Problem to work on: Return the part of the high-NA lithography passage that begins at the words "Shot noise: chemical" and stops after the words "true physical randomness.", copied word for word.

Page excerpt:
====
With a higher numerical aperture, photons strike the wafer at a shallower angle. That requires thinner photoresist layers are needed to avoid shadowing. The upside is that a thinner resist layer reduces the risk of pattern collapse, as the aspect ratio of resist features is smaller. However, it also provides less protection for the wafer.

In addition, long etch processes used to create high-aspect ratio wafer features can erode the resist layer, ultimately degrading the transferred pattern. With less material a thinner resist also captures fewer photons, potentially making roughness and other stochastic effects worse.

Chris Mack, CTO of Fractilia, pointed out that stochastic defects are not an inevitable result of high-NA systems. Often those defects are the consequence of a degree of freedom that high-NA provides to lithographers. If feature size is constant, the wider aperture can increase contrast and reduce defects by delivering more photons to a given region. But if, instead, the wider angle is used to increase resolution, printing features that otherwise wouldn’t be reproducible at all, then stochastic effects will likely become worse.

Shot noise: chemical and photonic
The semiconductor industry has spent decades trying to eradicate randomness from the manufacturing process. Sometimes, seemingly random process defects are simply systematic defects for which the root cause is not yet known. In lithography, though, process engineers must contend with a number of sources of true physical randomness.
====
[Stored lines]
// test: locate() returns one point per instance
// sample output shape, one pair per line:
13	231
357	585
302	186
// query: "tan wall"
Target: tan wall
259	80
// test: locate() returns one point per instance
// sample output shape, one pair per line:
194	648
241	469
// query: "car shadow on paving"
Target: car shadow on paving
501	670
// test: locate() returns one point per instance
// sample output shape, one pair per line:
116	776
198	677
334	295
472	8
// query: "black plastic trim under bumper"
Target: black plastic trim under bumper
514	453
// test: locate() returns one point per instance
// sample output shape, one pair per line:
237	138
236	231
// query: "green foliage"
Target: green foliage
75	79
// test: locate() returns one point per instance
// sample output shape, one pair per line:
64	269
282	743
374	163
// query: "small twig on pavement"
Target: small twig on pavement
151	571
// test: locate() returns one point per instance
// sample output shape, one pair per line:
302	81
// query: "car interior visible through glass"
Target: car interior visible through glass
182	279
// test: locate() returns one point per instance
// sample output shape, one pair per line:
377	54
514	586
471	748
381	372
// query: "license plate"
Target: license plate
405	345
====
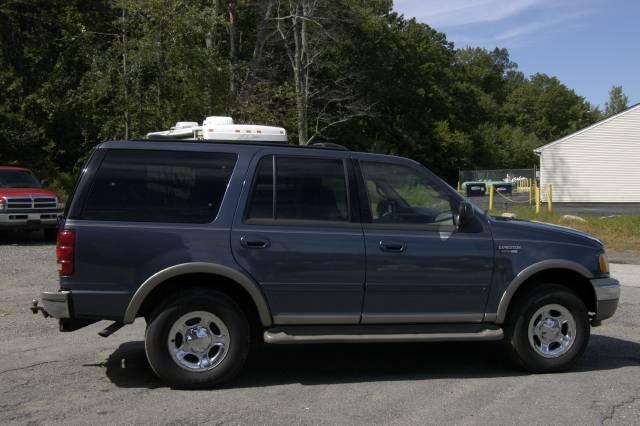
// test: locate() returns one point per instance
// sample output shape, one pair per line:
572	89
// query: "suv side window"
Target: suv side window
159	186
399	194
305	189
====
Worked answer:
Shot noise: chemical and photonic
The semiconductor industry has spent decades trying to eradicate randomness from the manufacturing process. Sometimes, seemingly random process defects are simply systematic defects for which the root cause is not yet known. In lithography, though, process engineers must contend with a number of sources of true physical randomness.